I am the author of a SaaS app (https://partsbox.io/). I export in open formats (JSON), there is no lock-in, it's easy to get all of your data at any time. But the app is online and will remain so. Why? Economics. Maintaining a self-hosted solution is an enormous cost, which most people forget about. You need to create, document, maintain and support an entirely different version of your software (single-user, no billing/invoicing, different email sending, different rights system, etc). And then every time you change something in your software you have to worry about migrations, not just in your database, but in all your clients databases.

I am not saying it's impossible, it's just expensive, especially for companies which are built to be sustainable in the first place (e.g. not VC-funded). Believe me, if you don't have VC money to burn, you will not be experimenting with CRDTs and synchronizing distributed data from a multitude of versions of your application.

I regularly have to explain why there is no on-premises version of my app. The best part is that many people think that an on-premises version should be less expensive than the online version, and come without a subscription.

[+] mbalex99|6 years ago|reply

Martin Kleppmann is a major inspiration for our startup, Ditto.

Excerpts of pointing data
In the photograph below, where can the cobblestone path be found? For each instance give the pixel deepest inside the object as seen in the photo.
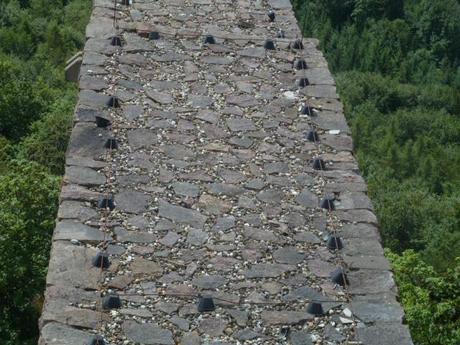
(215, 187)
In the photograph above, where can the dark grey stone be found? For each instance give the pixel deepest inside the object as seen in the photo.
(76, 210)
(132, 201)
(83, 176)
(196, 237)
(370, 312)
(181, 214)
(300, 338)
(186, 189)
(268, 270)
(68, 230)
(384, 334)
(209, 282)
(271, 196)
(141, 138)
(307, 199)
(224, 223)
(55, 333)
(224, 189)
(288, 255)
(147, 333)
(241, 125)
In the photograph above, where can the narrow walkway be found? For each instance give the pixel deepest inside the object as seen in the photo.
(215, 190)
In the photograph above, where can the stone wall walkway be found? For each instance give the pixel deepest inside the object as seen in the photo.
(214, 188)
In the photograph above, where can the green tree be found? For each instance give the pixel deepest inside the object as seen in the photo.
(431, 300)
(28, 204)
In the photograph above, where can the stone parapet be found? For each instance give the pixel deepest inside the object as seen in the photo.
(208, 155)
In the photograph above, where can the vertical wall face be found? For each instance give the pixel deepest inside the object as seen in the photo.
(216, 188)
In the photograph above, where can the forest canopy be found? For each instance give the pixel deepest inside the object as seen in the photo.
(397, 68)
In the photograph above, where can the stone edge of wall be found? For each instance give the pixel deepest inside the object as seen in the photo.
(71, 277)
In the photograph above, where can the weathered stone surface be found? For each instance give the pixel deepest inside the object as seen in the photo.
(58, 334)
(68, 230)
(213, 189)
(142, 266)
(284, 317)
(181, 214)
(213, 326)
(70, 266)
(300, 338)
(384, 333)
(83, 176)
(132, 201)
(307, 199)
(288, 255)
(186, 189)
(141, 138)
(369, 311)
(76, 210)
(209, 282)
(268, 270)
(147, 333)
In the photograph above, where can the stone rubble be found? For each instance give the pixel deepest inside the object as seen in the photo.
(213, 188)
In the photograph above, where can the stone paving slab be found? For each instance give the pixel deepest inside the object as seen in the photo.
(213, 189)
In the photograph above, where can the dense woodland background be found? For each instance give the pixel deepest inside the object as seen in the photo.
(397, 69)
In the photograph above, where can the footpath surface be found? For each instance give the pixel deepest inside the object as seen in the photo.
(212, 189)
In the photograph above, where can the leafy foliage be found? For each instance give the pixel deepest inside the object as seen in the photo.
(28, 204)
(397, 64)
(431, 299)
(36, 103)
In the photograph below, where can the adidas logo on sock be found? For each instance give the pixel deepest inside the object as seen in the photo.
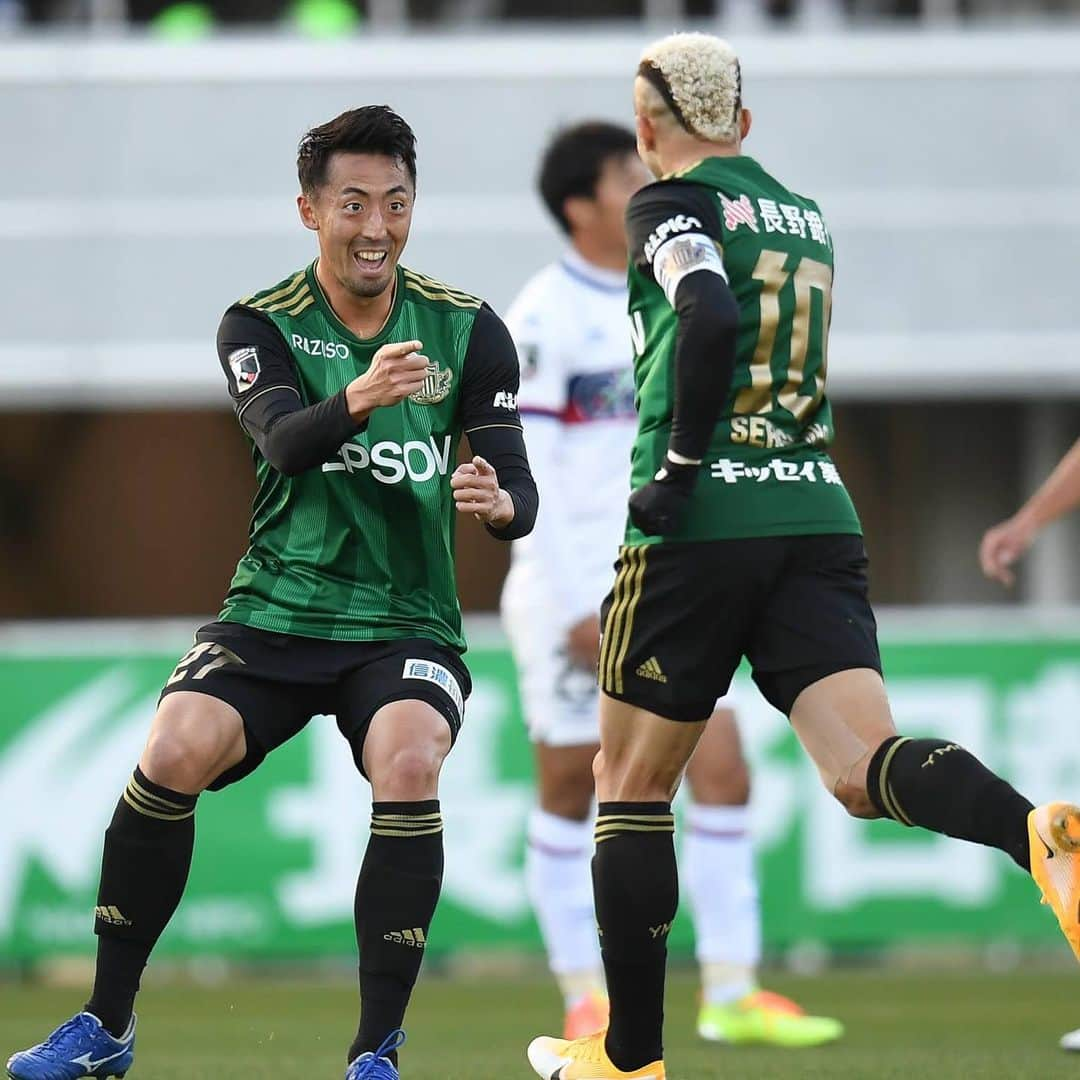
(111, 915)
(652, 670)
(414, 937)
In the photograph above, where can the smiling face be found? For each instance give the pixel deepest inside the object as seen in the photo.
(362, 214)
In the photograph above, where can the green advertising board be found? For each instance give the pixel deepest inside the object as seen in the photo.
(277, 855)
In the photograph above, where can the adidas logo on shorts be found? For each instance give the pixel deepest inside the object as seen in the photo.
(652, 670)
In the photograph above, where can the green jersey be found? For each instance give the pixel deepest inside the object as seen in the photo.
(359, 544)
(767, 471)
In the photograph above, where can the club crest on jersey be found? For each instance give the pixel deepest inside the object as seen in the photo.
(245, 367)
(436, 386)
(738, 212)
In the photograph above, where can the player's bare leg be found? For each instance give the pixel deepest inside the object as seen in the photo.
(845, 724)
(637, 771)
(149, 844)
(402, 874)
(148, 847)
(720, 885)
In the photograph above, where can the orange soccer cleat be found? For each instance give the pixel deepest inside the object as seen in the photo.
(582, 1060)
(1053, 833)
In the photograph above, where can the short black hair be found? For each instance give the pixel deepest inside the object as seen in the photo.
(373, 129)
(575, 159)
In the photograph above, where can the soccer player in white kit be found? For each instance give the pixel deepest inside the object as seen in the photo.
(577, 403)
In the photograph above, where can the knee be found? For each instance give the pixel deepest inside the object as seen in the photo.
(187, 750)
(855, 800)
(178, 761)
(633, 779)
(407, 773)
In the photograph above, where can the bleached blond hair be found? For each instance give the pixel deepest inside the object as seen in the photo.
(699, 78)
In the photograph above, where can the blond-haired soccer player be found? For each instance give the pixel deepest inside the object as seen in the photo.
(1007, 541)
(577, 397)
(742, 541)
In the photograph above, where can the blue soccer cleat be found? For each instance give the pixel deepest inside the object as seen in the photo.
(79, 1048)
(377, 1066)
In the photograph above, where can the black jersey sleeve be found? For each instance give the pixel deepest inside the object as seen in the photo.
(676, 237)
(266, 392)
(489, 383)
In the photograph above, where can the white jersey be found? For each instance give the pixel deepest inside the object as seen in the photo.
(577, 405)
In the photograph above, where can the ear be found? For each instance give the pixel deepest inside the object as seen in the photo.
(307, 212)
(579, 212)
(646, 133)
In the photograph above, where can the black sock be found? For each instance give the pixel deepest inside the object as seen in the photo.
(145, 867)
(636, 889)
(396, 894)
(937, 785)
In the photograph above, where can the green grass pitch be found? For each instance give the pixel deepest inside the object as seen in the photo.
(910, 1026)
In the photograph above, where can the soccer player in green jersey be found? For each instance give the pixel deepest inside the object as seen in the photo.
(353, 379)
(742, 541)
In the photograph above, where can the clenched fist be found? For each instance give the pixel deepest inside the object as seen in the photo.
(397, 369)
(1002, 545)
(476, 491)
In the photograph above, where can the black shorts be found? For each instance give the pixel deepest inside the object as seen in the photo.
(682, 616)
(279, 682)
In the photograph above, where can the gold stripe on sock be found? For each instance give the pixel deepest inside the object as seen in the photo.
(883, 788)
(154, 799)
(407, 817)
(407, 836)
(151, 813)
(903, 819)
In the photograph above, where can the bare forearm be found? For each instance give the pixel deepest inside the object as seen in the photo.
(1058, 495)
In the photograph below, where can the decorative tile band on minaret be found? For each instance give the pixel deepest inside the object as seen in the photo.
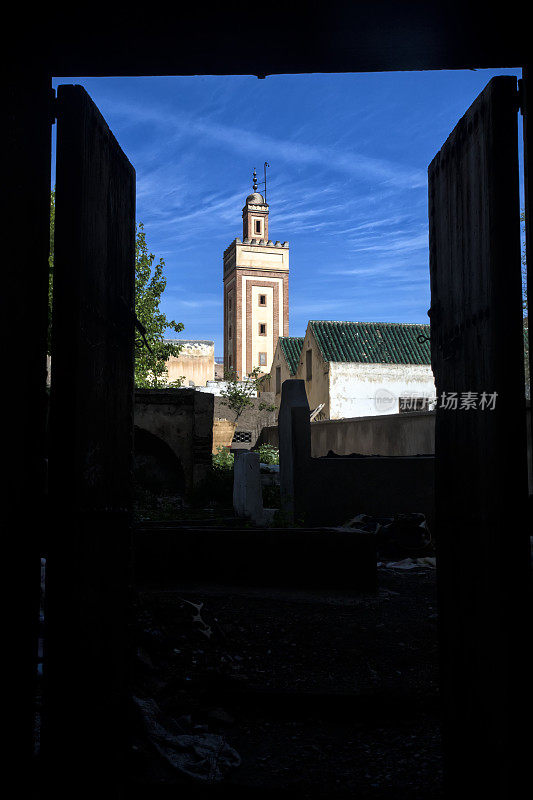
(256, 291)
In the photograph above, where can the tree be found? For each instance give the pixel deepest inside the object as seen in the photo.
(150, 367)
(238, 395)
(151, 351)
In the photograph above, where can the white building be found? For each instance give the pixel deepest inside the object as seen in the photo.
(359, 369)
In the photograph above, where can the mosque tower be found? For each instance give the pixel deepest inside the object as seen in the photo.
(256, 292)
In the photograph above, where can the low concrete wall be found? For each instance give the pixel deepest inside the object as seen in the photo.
(408, 434)
(183, 418)
(251, 421)
(295, 558)
(337, 489)
(223, 431)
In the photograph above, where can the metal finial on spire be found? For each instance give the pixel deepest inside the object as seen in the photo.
(266, 165)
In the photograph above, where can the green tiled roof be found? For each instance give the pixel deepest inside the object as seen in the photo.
(372, 342)
(292, 349)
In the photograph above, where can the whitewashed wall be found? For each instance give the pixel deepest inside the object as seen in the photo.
(360, 390)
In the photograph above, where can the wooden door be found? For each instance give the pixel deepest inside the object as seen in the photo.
(91, 448)
(481, 467)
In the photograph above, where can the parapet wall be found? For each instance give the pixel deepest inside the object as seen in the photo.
(408, 434)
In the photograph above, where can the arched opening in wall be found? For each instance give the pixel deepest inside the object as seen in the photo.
(157, 469)
(156, 466)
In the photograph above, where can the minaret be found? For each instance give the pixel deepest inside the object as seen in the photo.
(256, 292)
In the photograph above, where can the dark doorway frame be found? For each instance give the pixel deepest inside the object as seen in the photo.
(315, 37)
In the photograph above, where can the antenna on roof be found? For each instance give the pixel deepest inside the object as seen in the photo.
(264, 182)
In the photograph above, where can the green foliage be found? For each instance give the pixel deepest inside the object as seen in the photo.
(150, 283)
(268, 454)
(238, 395)
(223, 459)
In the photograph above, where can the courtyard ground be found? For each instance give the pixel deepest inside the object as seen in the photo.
(321, 694)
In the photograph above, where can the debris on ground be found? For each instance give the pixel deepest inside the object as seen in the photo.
(202, 755)
(397, 535)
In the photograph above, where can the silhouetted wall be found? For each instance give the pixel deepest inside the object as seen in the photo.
(407, 434)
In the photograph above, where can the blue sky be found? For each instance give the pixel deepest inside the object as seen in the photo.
(347, 183)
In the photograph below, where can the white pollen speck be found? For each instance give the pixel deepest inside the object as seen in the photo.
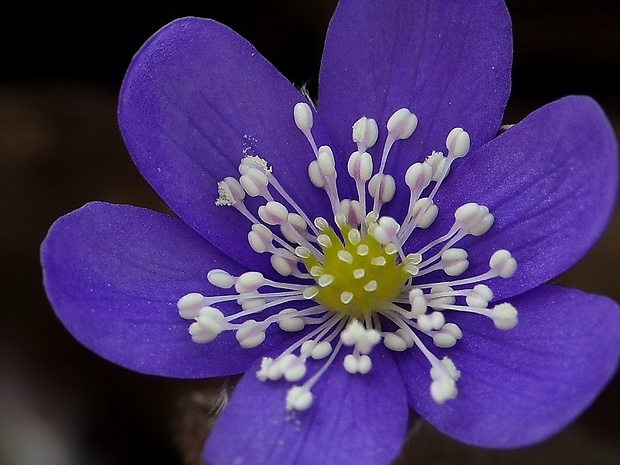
(346, 297)
(378, 261)
(345, 256)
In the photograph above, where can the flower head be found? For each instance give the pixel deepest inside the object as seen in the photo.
(357, 261)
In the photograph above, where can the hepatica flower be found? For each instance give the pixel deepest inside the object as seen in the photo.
(383, 253)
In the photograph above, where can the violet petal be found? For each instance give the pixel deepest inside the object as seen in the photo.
(114, 274)
(196, 99)
(448, 62)
(521, 386)
(360, 416)
(551, 183)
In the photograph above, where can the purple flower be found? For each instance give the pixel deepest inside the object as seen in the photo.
(353, 274)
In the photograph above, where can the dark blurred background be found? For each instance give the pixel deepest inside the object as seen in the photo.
(61, 67)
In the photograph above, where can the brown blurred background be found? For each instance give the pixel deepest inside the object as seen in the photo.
(62, 65)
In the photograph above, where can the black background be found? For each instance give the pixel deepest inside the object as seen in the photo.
(61, 66)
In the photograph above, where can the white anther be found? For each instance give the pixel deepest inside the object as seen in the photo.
(298, 398)
(260, 238)
(429, 212)
(284, 262)
(402, 124)
(229, 192)
(254, 182)
(249, 282)
(324, 241)
(437, 160)
(345, 256)
(503, 264)
(386, 230)
(398, 341)
(340, 220)
(431, 321)
(365, 132)
(303, 116)
(418, 176)
(359, 273)
(357, 364)
(209, 323)
(190, 304)
(352, 211)
(387, 188)
(439, 302)
(250, 334)
(302, 252)
(360, 166)
(479, 296)
(504, 316)
(220, 278)
(454, 261)
(265, 364)
(355, 334)
(457, 143)
(314, 173)
(444, 375)
(292, 367)
(418, 302)
(443, 389)
(325, 280)
(325, 159)
(253, 161)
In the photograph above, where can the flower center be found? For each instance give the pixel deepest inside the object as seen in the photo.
(354, 282)
(358, 275)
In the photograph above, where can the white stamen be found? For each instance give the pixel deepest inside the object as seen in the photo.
(354, 265)
(402, 124)
(457, 143)
(299, 399)
(303, 117)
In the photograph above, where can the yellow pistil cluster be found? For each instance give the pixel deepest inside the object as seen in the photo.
(357, 275)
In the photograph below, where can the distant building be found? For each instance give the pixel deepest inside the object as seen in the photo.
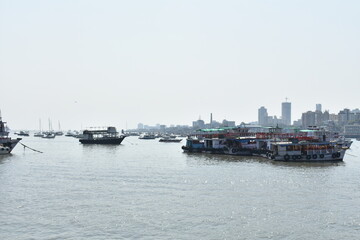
(352, 131)
(297, 123)
(318, 107)
(227, 123)
(333, 117)
(162, 128)
(318, 118)
(308, 119)
(286, 113)
(263, 116)
(199, 124)
(344, 116)
(326, 116)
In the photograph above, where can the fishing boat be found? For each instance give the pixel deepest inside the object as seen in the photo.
(306, 151)
(169, 139)
(23, 133)
(147, 136)
(108, 135)
(273, 145)
(49, 135)
(6, 143)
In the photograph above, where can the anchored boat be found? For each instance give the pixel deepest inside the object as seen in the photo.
(274, 145)
(6, 143)
(101, 136)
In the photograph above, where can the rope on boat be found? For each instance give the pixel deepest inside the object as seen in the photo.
(30, 148)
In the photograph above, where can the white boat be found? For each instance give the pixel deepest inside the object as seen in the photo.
(40, 133)
(48, 135)
(306, 151)
(7, 144)
(147, 136)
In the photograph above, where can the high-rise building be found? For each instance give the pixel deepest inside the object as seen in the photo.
(262, 116)
(286, 113)
(308, 119)
(318, 107)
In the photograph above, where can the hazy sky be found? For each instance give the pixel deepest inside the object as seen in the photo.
(97, 63)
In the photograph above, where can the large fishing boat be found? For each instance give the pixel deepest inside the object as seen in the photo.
(306, 151)
(6, 143)
(276, 145)
(101, 136)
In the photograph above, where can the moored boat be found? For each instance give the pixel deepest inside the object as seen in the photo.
(306, 151)
(169, 139)
(147, 136)
(7, 144)
(101, 136)
(273, 145)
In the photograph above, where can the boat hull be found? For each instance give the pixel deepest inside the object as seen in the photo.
(102, 140)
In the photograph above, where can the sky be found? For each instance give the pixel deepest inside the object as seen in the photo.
(98, 63)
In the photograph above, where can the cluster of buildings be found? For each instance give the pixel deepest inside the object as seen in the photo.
(285, 120)
(346, 121)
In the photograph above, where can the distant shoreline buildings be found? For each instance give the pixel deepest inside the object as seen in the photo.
(346, 121)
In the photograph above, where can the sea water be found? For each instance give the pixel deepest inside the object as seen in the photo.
(145, 189)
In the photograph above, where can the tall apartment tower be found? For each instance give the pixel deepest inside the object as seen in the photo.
(262, 116)
(286, 113)
(318, 107)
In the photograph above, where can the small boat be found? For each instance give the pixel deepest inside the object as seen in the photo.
(169, 139)
(101, 136)
(39, 133)
(147, 136)
(48, 135)
(6, 143)
(23, 133)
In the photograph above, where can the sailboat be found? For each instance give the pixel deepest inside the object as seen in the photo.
(7, 144)
(59, 133)
(40, 133)
(50, 133)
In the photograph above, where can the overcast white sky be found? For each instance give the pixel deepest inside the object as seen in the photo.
(96, 63)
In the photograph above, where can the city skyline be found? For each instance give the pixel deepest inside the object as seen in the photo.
(88, 63)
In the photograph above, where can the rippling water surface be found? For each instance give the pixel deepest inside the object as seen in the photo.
(144, 189)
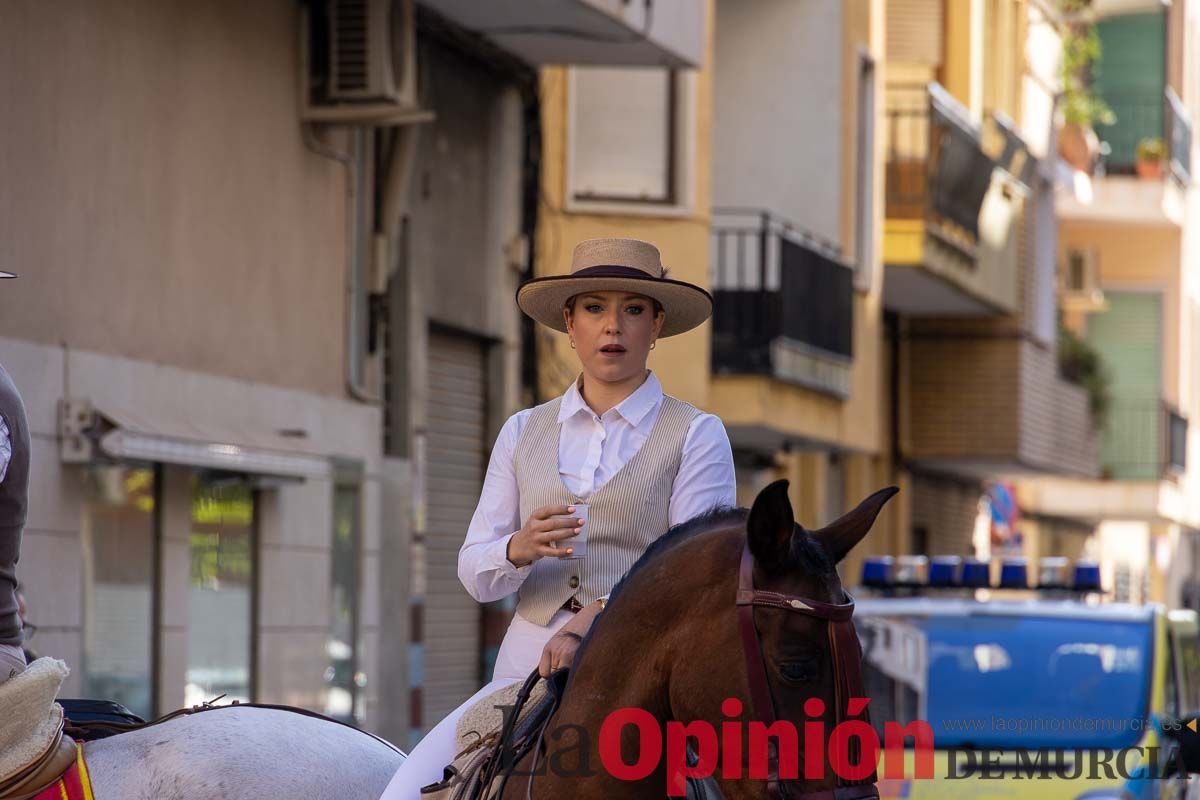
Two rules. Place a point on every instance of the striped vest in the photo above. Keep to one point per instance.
(624, 515)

**REQUIRED WORK**.
#1 Output the part of the self-hosting post starting at "I regularly have" and ending at "without a subscription.".
#2 Using the self-hosting post, decide whether each statement is true, answering yes or no and quoting the words that settle it: (a) the app lets users export their data as JSON; (b) the author plans to offer the app online only; (c) many people expect an on-premises version to cost more than the online one.
#3 Answer these questions from the self-hosting post:
(a) What one word does the author give as the reason the app stays online?
(b) For what kind of companies does the author say self-hosting is especially expensive?
(c) What startup does the reply name?
These records come from a different source than the post.

**TASK-BY-TASK ANSWERS**.
#1
I regularly have to explain why there is no on-premises version of my app. The best part is that many people think that an on-premises version should be less expensive than the online version, and come without a subscription.

#2
(a) Yes: "I export in open formats (JSON)"
(b) Yes: "the app is online and will remain so"
(c) No: "many people think that an on-premises version should be less expensive than the online version"

#3
(a) Economics.
(b) Companies built to be sustainable in the first place, such as those not funded by VC.
(c) Ditto.